##### Stored data

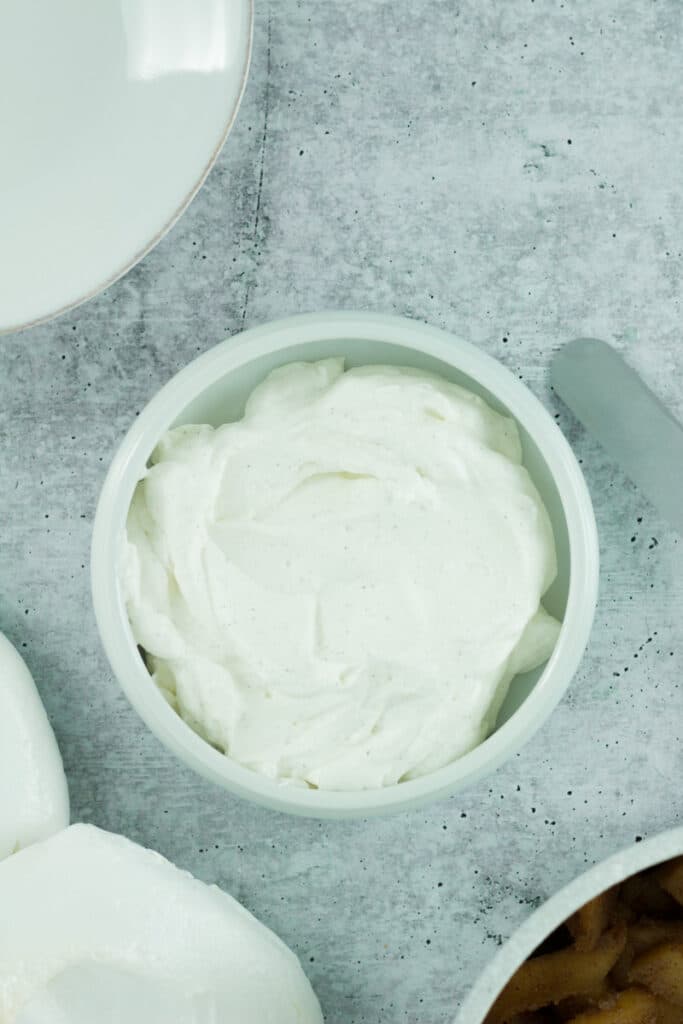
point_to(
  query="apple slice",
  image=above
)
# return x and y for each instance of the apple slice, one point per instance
(34, 798)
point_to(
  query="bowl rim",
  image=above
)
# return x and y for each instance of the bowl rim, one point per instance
(544, 921)
(274, 336)
(175, 214)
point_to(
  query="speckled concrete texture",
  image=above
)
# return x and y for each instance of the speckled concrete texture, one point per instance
(510, 171)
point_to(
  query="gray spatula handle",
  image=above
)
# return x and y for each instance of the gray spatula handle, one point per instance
(614, 404)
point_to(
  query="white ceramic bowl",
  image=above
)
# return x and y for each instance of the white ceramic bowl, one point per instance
(112, 113)
(213, 389)
(549, 916)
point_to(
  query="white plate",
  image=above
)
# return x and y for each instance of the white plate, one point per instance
(112, 114)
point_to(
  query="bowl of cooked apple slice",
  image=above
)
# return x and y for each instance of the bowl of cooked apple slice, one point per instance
(606, 949)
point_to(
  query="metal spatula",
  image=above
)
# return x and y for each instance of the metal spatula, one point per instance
(614, 404)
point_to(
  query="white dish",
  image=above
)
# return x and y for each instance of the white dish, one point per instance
(213, 389)
(111, 116)
(549, 916)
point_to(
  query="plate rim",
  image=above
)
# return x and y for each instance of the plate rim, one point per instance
(175, 215)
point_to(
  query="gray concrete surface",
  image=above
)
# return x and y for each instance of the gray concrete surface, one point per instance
(510, 171)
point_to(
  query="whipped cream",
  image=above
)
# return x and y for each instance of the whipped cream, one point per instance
(338, 589)
(85, 910)
(34, 798)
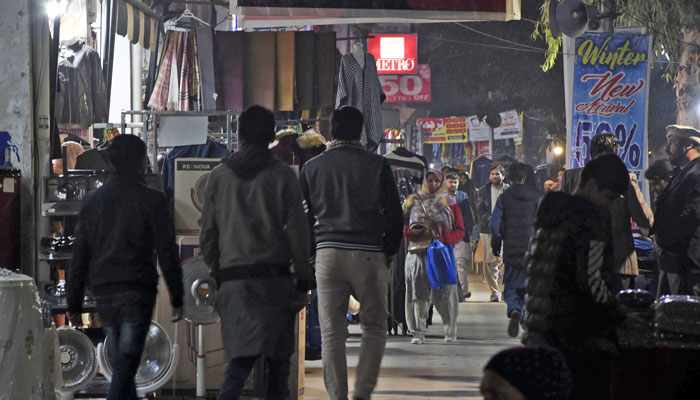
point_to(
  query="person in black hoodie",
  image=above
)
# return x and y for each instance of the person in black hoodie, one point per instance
(570, 266)
(511, 222)
(119, 227)
(256, 241)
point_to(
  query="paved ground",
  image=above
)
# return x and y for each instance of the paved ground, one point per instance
(434, 370)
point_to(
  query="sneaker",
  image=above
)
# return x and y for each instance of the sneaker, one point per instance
(514, 323)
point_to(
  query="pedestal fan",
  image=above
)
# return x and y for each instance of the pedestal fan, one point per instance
(200, 294)
(78, 360)
(158, 360)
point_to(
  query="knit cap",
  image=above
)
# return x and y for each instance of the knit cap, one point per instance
(538, 372)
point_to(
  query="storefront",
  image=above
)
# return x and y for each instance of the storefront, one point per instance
(178, 75)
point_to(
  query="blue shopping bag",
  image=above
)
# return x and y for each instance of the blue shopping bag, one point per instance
(441, 265)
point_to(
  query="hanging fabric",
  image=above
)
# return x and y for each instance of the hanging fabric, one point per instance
(360, 88)
(137, 22)
(325, 55)
(259, 69)
(285, 71)
(229, 62)
(304, 60)
(205, 57)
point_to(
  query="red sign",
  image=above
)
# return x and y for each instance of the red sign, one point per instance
(407, 88)
(395, 54)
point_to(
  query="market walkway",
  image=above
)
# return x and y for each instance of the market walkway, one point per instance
(434, 370)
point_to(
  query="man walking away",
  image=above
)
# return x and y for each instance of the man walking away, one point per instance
(463, 253)
(677, 227)
(253, 225)
(119, 226)
(353, 205)
(486, 202)
(512, 222)
(569, 302)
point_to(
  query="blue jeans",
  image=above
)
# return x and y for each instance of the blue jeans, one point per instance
(277, 372)
(125, 318)
(514, 288)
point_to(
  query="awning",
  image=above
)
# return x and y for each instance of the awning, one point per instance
(138, 22)
(275, 13)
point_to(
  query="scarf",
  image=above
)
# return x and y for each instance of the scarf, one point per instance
(338, 144)
(250, 160)
(437, 204)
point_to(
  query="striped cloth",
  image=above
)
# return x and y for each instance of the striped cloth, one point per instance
(159, 96)
(360, 88)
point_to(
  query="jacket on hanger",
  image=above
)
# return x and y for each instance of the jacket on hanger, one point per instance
(81, 98)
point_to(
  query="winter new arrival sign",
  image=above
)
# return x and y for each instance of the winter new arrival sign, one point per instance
(610, 95)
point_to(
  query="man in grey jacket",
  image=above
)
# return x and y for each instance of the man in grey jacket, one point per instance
(253, 226)
(353, 206)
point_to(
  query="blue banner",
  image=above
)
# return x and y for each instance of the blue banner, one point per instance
(610, 95)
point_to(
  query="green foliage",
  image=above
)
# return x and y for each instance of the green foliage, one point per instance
(664, 19)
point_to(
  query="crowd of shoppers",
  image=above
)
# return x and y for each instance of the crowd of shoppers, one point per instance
(269, 237)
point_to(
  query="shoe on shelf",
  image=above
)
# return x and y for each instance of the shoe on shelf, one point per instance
(417, 340)
(514, 323)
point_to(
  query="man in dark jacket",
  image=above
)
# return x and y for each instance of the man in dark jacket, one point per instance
(354, 209)
(511, 222)
(569, 265)
(253, 228)
(463, 253)
(119, 226)
(630, 205)
(677, 227)
(485, 203)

##########

▶ [Instruction] Locate every line in the records above that contains the string "speckled", and copy each one. Matching is case-sensitive.

▶ [Answer to this task]
  query="speckled concrete texture",
# return x and y for each instance of the speckled concrete texture, one point per instance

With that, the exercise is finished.